Written exercise:
Could you render every line of the records below as a Markdown table with the columns "Row" and "Line", numbering each row and leaving out blank lines?

--- Begin ---

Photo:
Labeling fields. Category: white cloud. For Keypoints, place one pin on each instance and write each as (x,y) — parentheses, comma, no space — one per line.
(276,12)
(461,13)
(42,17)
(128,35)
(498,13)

--- End ---

Problem solution:
| Row | Line |
|---|---|
| 1 | Photo: |
| 2 | Labeling fields. Category: white cloud. For Keypoints, place one pin on each instance and write each as (x,y) — parentheses, comma, no space — one per line. |
| 3 | (276,12) |
| 4 | (461,13) |
| 5 | (42,17) |
| 6 | (128,35) |
| 7 | (498,13) |